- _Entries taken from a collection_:
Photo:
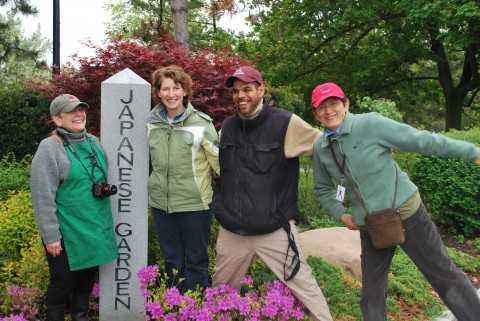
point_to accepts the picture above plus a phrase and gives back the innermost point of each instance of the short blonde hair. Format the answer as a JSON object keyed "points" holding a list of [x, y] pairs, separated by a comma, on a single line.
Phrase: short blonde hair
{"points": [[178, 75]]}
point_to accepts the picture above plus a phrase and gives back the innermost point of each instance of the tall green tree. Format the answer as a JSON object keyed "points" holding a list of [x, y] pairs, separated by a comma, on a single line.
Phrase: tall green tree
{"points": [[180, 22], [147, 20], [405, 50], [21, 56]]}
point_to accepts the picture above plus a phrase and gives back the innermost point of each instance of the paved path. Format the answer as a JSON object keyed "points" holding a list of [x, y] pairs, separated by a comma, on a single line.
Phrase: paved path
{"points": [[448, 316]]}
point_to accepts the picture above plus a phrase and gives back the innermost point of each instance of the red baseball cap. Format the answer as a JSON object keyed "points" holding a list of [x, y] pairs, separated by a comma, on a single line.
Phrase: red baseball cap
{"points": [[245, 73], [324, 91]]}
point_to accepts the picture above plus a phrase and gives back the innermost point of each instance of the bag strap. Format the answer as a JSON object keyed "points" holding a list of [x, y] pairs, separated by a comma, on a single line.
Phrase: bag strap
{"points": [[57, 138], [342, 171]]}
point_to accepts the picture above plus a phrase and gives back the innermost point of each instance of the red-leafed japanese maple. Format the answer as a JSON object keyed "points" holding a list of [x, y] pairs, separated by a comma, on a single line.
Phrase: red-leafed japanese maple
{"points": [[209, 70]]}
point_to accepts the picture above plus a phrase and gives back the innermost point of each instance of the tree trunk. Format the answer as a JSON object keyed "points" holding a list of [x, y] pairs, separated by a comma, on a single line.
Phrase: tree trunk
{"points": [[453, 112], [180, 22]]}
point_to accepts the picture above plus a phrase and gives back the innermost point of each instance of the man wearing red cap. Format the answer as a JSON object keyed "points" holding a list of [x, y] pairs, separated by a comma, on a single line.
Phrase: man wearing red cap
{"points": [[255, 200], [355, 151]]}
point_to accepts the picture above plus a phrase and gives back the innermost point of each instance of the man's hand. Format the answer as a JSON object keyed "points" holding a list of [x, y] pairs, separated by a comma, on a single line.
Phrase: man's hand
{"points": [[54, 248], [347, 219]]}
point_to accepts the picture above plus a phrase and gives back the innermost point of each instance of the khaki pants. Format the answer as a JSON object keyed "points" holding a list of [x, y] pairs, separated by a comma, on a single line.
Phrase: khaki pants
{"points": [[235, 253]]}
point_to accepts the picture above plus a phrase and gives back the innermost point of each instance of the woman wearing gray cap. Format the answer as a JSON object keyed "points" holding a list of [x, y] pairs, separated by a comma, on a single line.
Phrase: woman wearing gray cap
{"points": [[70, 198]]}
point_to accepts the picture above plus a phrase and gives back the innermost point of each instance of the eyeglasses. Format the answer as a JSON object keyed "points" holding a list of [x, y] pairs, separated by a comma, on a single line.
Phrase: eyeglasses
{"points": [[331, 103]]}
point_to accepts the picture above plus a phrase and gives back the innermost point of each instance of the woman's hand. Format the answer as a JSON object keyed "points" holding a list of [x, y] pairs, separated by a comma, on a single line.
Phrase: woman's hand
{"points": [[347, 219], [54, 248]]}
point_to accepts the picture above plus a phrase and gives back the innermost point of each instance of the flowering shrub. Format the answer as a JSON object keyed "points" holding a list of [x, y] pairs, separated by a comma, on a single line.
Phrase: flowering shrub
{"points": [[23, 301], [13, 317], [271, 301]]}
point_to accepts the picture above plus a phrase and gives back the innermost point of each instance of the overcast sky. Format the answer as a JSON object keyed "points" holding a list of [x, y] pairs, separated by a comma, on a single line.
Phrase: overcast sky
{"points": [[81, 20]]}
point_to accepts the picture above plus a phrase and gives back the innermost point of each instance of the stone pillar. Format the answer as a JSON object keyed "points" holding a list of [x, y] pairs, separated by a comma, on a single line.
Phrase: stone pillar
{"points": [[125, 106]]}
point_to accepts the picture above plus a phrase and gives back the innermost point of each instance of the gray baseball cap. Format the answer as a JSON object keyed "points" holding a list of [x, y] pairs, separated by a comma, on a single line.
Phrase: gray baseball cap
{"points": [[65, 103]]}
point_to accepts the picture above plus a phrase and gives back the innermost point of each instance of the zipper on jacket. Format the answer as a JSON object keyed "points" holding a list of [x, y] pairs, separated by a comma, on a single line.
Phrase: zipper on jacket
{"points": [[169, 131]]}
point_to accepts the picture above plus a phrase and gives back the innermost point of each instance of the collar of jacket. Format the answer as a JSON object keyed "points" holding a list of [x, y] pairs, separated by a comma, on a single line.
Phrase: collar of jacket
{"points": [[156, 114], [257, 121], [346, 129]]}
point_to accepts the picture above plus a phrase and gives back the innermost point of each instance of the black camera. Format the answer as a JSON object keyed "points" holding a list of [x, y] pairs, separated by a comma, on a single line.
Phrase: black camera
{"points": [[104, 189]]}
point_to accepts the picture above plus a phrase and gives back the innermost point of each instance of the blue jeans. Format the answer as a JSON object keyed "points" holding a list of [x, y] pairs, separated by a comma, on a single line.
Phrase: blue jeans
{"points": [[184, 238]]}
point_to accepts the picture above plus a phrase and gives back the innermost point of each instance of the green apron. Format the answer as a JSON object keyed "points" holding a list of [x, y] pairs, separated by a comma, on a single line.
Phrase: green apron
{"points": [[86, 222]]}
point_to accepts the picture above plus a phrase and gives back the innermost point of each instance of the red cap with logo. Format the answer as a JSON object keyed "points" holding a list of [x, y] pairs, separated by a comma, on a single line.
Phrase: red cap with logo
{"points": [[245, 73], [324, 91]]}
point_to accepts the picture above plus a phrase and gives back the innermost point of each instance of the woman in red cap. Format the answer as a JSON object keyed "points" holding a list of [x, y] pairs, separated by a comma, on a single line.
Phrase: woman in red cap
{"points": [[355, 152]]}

- _INSTRUCTIONS FOR THE TASK_: Omit the pictures. Print, word for word, the lines from the beginning of the entries above through the line that holds "of the short".

- _ANSWER TO THIS TASK_:
Photo:
point_to accepts the picture above plus a phrase and gives back the innermost point of each instance of the short blonde hair. Format the answer as a JSON object keyed "points" holding a list of [x, y] pairs, separated by a comma, on a single line.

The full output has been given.